> _EXCERPT TO READ_:
━━━━━━━━━━━━━━━━━━━━━━━━━━━━━━
The King of Beers’ Saves Millions with Earthquake Retrofit

Industry News,

The King of Beers’ Saves Millions with Earthquake Retrofit

By Ali Sahabi, Chief Operating Officer, Optimum Seismic, Inc.


After the Anheuser-Busch brewery in Van Nuys suffered significant damage in the 1971 Sylmar earthquake, the company invested $11 million to retrofit structures to withstand the next major temblor – which struck in 1994 with the Northridge quake. Even though the brewery was located just a few miles from the epicenter of the devastating 6.7-magnitude Northridge temblor, none of the retrofitted structures in the compound was damaged. The brewery was quickly returned to nearly full operations following minor cleanup and repairs.

About $750 million in direct and business interruption losses was the estimate of what Anheuser-Busch would have suffered from the Northridge earthquake without the retrofits, the Seismic Safety Commission reported after the fact. This averted damage was more than 60 times the actual cost of the brewery’s retrofit program. Businesses are extremely vulnerable to the risks presented by earthquakes — and this in turn threatens the life, livelihood, and well-being of the communities those businesses serve.

Imagine if your building collapsed or was red tagged after an earthquake. You might still be responsible for paying on your loan without any revenue coming in from tenants to cover those expenses. Liability costs would most certainly “max-out” your insurance deductible – and if you don’t have earthquake insurance, you’d be entirely on your own. Knowing this, business leaders have joined forces with government to raise awareness of society’s shared need for building safety.

“If everyone does their part, Los Angeles will be more prepared – better equipped to emerge from any challenge, better than before,” said former Los Angeles Mayor Eric Garcetti during a recent episode of The Resilience Advantage, a webinar series sponsored by Optimum Seismic that brings experts from all fields together to discuss earthquake threats and solutions. At that point, the nation’s most sweeping seismic retrofit ordinance that Garcetti signed into law in 2015, had led to the retrofit of more than 7,000 vulnerable apartment buildings out of more than 12,000 identified in a city report. “In Los Angeles, we understand that the decisions we make today are going to shape the lives of our children and grandchildren,” he said. “That’s why we’re working to build a more resilient and prepared city.”

Maria Salinas, president and Chief Executive Officer of the Los Angeles Area Chamber of Commerce, agreed. “During the last year, as we’ve faced the challenges of the pandemic, we’ve learned much about our communities, our economies, and our institutions,” she said at the time. “Angelenos have always known the danger of events – from wildfires to earthquakes and everything in between. And as we emerge from the pandemic, the need for greater resiliency is evident.”

The Aftershock of Economic Devastation


Media reports of the Northridge quake focused on the dramatic visuals —the flattened apartment buildings, collapsed freeway overpasses and grotesquely twisted steel-framed structures — all of which showcased the extent to which an earthquake can damage a structure. But these images did little to illustrate the magnitude of widespread suffering caused by the quake.
━━━━━━━━━━━━━━━━━━━━━━━━━━━━━━
> _WHAT IS EXPECTED_:
Copy the passage of the brewery retrofit article that begins at the words "About $750 million" and ends after the words "those businesses serve.". The rows that come next have nothing to do with the brewery retrofit article.

> _Saved data entries_:
━━━━━━━━━━━━━━━━━━━━━━━━━━━━━━
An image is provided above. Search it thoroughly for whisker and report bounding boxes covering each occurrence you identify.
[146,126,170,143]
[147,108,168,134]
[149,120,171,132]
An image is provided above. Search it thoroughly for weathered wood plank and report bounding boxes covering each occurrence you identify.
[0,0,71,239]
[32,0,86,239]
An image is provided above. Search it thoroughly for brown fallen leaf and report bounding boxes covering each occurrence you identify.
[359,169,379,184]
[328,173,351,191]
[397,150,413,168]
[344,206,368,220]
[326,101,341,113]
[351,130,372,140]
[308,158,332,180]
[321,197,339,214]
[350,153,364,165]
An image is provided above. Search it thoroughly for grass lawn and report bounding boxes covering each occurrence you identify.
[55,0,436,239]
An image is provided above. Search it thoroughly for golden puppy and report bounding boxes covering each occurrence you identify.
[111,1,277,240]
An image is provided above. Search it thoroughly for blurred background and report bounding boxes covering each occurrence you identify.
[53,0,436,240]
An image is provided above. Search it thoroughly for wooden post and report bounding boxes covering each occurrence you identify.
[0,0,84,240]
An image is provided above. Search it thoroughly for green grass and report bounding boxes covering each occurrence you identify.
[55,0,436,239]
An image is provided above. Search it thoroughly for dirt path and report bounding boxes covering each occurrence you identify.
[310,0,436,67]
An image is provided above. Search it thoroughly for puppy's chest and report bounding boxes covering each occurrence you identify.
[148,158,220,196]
━━━━━━━━━━━━━━━━━━━━━━━━━━━━━━
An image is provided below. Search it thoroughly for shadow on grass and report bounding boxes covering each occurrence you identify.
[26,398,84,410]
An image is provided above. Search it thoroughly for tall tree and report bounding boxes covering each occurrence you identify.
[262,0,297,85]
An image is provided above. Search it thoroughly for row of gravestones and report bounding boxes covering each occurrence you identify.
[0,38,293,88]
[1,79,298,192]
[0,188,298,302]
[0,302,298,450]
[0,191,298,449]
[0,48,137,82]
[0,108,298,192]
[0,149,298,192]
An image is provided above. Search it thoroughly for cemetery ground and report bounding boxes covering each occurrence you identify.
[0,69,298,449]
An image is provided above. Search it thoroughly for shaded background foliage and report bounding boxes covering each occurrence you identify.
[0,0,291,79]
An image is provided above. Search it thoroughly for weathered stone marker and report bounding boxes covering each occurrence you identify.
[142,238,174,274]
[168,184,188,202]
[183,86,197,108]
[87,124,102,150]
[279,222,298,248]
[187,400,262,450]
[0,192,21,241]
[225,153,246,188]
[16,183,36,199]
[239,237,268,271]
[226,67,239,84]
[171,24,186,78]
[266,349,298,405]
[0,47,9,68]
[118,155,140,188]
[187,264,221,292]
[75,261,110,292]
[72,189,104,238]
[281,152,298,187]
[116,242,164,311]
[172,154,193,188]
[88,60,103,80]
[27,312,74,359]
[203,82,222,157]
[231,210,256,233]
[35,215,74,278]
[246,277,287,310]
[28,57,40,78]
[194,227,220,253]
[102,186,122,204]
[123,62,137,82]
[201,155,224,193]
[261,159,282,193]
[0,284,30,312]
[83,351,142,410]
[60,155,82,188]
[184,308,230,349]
━━━━━━━━━━━━━━━━━━━━━━━━━━━━━━
> _REPLY_:
About $750 million in direct and business interruption losses was the estimate of what Anheuser-Busch would have suffered from the Northridge earthquake without the retrofits, the Seismic Safety Commission reported after the fact. This averted damage was more than 60 times the actual cost of the brewery’s retrofit program. Businesses are extremely vulnerable to the risks presented by earthquakes — and this in turn threatens the life, livelihood, and well-being of the communities those businesses serve.